What to do
Copy the data below word for word.

Record set
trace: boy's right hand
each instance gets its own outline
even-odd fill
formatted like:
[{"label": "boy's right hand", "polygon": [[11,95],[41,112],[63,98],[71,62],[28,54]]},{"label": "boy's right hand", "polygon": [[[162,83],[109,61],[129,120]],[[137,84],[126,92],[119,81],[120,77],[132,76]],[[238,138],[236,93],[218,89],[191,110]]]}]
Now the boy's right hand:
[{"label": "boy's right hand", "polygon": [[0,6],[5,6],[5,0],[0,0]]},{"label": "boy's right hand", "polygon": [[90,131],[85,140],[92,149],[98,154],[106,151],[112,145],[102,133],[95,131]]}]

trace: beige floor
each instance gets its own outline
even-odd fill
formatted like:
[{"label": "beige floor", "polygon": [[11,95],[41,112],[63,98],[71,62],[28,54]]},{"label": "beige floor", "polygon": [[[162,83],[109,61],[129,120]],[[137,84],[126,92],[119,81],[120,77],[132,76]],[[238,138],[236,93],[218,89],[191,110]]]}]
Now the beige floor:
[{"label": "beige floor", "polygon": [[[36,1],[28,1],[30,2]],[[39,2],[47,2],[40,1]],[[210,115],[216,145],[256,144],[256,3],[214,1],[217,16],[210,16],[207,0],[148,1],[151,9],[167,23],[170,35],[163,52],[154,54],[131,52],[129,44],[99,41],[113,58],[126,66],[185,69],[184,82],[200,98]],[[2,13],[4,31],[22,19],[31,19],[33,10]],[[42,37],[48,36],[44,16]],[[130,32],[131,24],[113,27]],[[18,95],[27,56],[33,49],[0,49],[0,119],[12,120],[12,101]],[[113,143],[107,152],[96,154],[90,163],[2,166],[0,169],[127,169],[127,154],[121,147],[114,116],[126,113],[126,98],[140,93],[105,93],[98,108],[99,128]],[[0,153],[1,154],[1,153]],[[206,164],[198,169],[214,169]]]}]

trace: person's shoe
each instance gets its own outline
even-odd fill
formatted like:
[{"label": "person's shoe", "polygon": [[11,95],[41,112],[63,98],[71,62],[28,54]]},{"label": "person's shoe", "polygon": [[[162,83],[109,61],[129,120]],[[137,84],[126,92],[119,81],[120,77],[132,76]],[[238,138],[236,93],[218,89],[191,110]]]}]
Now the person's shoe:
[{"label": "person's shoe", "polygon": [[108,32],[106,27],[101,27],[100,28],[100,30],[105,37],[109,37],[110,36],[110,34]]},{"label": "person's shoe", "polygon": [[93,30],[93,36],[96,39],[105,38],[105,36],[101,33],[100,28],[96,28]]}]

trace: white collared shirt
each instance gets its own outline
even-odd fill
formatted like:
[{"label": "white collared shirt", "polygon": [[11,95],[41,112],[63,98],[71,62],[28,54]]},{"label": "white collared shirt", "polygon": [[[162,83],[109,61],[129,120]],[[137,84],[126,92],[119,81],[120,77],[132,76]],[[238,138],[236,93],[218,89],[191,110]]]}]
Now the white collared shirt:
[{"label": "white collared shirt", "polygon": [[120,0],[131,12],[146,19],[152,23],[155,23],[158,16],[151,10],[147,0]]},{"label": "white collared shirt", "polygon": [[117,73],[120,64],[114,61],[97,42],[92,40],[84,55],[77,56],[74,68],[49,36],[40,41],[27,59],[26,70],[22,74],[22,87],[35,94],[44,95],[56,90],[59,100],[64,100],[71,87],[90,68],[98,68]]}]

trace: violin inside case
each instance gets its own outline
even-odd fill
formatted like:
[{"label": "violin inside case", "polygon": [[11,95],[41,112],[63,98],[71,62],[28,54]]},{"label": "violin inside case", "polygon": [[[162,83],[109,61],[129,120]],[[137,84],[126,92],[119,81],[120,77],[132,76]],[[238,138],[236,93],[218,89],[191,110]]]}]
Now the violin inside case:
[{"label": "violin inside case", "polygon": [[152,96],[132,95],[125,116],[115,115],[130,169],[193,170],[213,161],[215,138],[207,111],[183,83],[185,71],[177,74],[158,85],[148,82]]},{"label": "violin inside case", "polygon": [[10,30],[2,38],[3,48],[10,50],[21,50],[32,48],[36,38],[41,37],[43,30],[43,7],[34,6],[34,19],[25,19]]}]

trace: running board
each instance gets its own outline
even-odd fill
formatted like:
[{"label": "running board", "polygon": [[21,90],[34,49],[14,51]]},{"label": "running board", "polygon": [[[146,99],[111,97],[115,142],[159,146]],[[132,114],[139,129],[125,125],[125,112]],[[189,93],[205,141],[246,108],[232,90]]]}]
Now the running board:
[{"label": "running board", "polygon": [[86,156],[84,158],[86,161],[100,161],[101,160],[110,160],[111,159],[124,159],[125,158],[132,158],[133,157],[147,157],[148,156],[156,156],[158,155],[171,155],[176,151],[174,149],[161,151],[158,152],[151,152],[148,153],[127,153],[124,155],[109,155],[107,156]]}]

Output
trace: boy's right hand
each instance gets its own outline
even-odd fill
formatted like:
[{"label": "boy's right hand", "polygon": [[11,95],[41,112],[63,98],[71,62],[28,54]]},{"label": "boy's right hand", "polygon": [[[162,83],[109,61],[129,120]],[[137,84],[126,92],[119,81],[120,77],[132,76]],[[238,138],[236,93],[218,89],[191,110]]]}]
Now the boy's right hand:
[{"label": "boy's right hand", "polygon": [[0,6],[5,6],[5,0],[0,0]]},{"label": "boy's right hand", "polygon": [[90,131],[85,140],[92,149],[98,154],[106,151],[112,145],[102,133],[95,131]]}]

trace: beige floor
each instance gets its own outline
even-odd fill
formatted like:
[{"label": "beige floor", "polygon": [[11,95],[41,112],[63,98],[71,62],[28,54]]},{"label": "beige floor", "polygon": [[[162,83],[109,61],[129,120]],[[137,84],[126,92],[119,81],[120,77],[132,76]],[[238,138],[236,93],[218,89],[191,110]]]}]
Now the beige floor:
[{"label": "beige floor", "polygon": [[[36,1],[28,1],[30,2]],[[39,2],[47,2],[40,1]],[[210,115],[216,145],[256,144],[256,3],[214,1],[217,16],[210,16],[207,0],[148,1],[151,9],[167,23],[170,35],[163,52],[154,54],[131,52],[129,44],[99,41],[113,58],[126,66],[185,69],[184,82],[200,98]],[[2,13],[4,31],[22,19],[31,19],[33,10]],[[42,37],[48,36],[44,16]],[[130,32],[131,24],[113,27]],[[18,95],[27,56],[33,49],[0,49],[0,119],[12,120],[12,101]],[[113,143],[107,152],[96,154],[90,163],[2,166],[0,169],[127,169],[127,154],[121,147],[114,116],[126,113],[126,98],[140,93],[105,93],[98,108],[99,128]],[[0,153],[1,154],[1,153]],[[206,164],[198,169],[214,169]]]}]

trace: person's shoe
each instance gets its own outline
even-odd fill
formatted like:
[{"label": "person's shoe", "polygon": [[11,95],[41,112],[63,98],[71,62],[28,54]]},{"label": "person's shoe", "polygon": [[[162,83],[109,61],[129,120]],[[137,84],[126,92],[119,81],[120,77],[132,76]],[[238,138],[236,93],[218,89],[191,110]]]}]
Now the person's shoe:
[{"label": "person's shoe", "polygon": [[108,32],[106,27],[101,27],[100,28],[100,30],[105,37],[109,37],[110,36],[110,34]]},{"label": "person's shoe", "polygon": [[93,30],[93,36],[96,39],[105,38],[105,36],[101,33],[100,28],[96,28]]}]

trace: white collared shirt
each instance gets its own outline
even-odd fill
formatted like:
[{"label": "white collared shirt", "polygon": [[11,95],[41,112],[63,98],[71,62],[28,54]]},{"label": "white collared shirt", "polygon": [[[162,83],[109,61],[129,120]],[[137,84],[126,92],[119,81],[120,77],[132,76]],[[238,138],[236,93],[218,89],[191,110]]]}]
Now the white collared shirt:
[{"label": "white collared shirt", "polygon": [[120,0],[131,12],[146,19],[152,23],[155,23],[158,16],[151,10],[147,0]]},{"label": "white collared shirt", "polygon": [[117,73],[120,64],[114,61],[97,42],[92,40],[84,55],[77,56],[74,68],[49,36],[40,41],[27,59],[26,70],[22,74],[22,87],[35,94],[44,95],[56,90],[59,100],[64,100],[71,87],[90,68],[98,68]]}]

trace: violin inside case
each instance gets its own outline
even-odd fill
formatted like:
[{"label": "violin inside case", "polygon": [[11,95],[41,112],[63,98],[71,62],[28,54]]},{"label": "violin inside case", "polygon": [[[162,83],[109,61],[129,120]],[[137,84],[126,92],[119,81],[120,77],[132,76]],[[238,138],[236,93],[218,89],[191,110]]]}]
Now the violin inside case:
[{"label": "violin inside case", "polygon": [[152,96],[132,95],[125,116],[115,115],[130,169],[193,170],[213,161],[215,138],[207,111],[183,83],[185,71],[177,74],[158,85],[148,82]]},{"label": "violin inside case", "polygon": [[10,30],[2,38],[3,48],[10,50],[21,50],[32,48],[36,38],[41,37],[43,30],[43,7],[34,6],[34,19],[25,19]]}]

trace: running board
each instance gets its own outline
even-odd fill
formatted like:
[{"label": "running board", "polygon": [[21,90],[34,49],[14,51]]},{"label": "running board", "polygon": [[[146,99],[111,97],[115,142],[159,146]],[[132,114],[139,129],[125,125],[125,112]],[[189,93],[205,141],[246,108],[232,90]]]}]
Now the running board:
[{"label": "running board", "polygon": [[86,156],[84,158],[86,161],[100,161],[101,160],[110,160],[111,159],[124,159],[125,158],[132,158],[133,157],[147,157],[148,156],[156,156],[158,155],[171,155],[176,151],[174,149],[161,151],[158,152],[151,152],[148,153],[127,153],[124,155],[109,155],[107,156]]}]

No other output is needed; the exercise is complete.